------ Passage ------
Neutral citation: [2024] KEELRC 780 (KLR)

Republic of Kenya

In the Employment and Labour Relations Court at Nairobi

Cause E675 of 2022

J Rika, J

March 28, 2024

Between

Timothy Juma Wanjala

Claimant

and

Majid Al-Futaim Limited

Respondent

Judgment

1. This Claim, presented through a Statement of Claim dated 6th September 2022, is undefended.

2. There is an Affidavit of Service on record, sworn by the Claimant’s Advocate, Samwel Wakoli Wafula on 6th September 2022, showing that the Statement of Claim was served upon the Respondent at its Two Rivers Mall premises, on 6th September 2022.

3. Hearing proceeded on 7th November 2023 by way of formal proof. The Claimant gave evidence and rested his case on this date. He confirmed filing of his Closing Submissions, at the last appearance before the Court, on 30th November 2023.

4. He pleads, and told the Court that, he was employed by the Respondent as a Checker, on 28th December 2017. He was suspended on 23rd September 2021.
------ Raw records ------
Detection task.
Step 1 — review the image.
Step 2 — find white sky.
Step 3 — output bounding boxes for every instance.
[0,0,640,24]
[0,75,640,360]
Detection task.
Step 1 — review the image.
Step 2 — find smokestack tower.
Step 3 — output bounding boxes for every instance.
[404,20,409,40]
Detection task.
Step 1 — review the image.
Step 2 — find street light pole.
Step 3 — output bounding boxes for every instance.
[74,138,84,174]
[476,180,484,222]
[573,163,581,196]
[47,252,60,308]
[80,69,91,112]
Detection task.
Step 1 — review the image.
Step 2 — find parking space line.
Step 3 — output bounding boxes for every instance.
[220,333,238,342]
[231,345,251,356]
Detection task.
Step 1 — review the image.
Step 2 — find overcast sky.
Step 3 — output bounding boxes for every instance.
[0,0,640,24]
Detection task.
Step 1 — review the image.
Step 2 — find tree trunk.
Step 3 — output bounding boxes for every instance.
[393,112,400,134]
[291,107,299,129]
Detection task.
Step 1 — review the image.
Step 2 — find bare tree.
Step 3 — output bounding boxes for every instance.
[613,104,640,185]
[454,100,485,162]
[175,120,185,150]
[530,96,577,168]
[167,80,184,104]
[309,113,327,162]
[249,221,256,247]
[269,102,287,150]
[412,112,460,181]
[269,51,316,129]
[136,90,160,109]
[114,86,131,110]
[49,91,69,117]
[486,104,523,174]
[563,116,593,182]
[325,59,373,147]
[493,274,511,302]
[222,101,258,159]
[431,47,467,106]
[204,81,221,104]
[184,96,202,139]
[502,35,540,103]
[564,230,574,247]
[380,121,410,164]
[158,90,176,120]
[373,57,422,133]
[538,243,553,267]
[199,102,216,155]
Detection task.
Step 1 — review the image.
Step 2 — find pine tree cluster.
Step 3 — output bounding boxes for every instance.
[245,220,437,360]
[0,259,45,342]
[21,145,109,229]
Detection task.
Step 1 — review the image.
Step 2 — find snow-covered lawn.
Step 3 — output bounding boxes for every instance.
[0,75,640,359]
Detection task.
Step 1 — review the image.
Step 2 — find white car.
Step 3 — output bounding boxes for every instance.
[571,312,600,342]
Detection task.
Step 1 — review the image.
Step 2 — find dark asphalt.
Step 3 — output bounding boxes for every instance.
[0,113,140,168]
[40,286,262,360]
------
§ What to do
a. Transcribe the judgment from "1. This Claim, presented" to "6th September 2022.".
b. According to the judgment, on what date was the Claimant suspended?

§ Solved tasks
a.
1. This Claim, presented through a Statement of Claim dated 6th September 2022, is undefended.

2. There is an Affidavit of Service on record, sworn by the Claimant’s Advocate, Samwel Wakoli Wafula on 6th September 2022, showing that the Statement of Claim was served upon the Respondent at its Two Rivers Mall premises, on 6th September 2022.

b. 23rd September 2021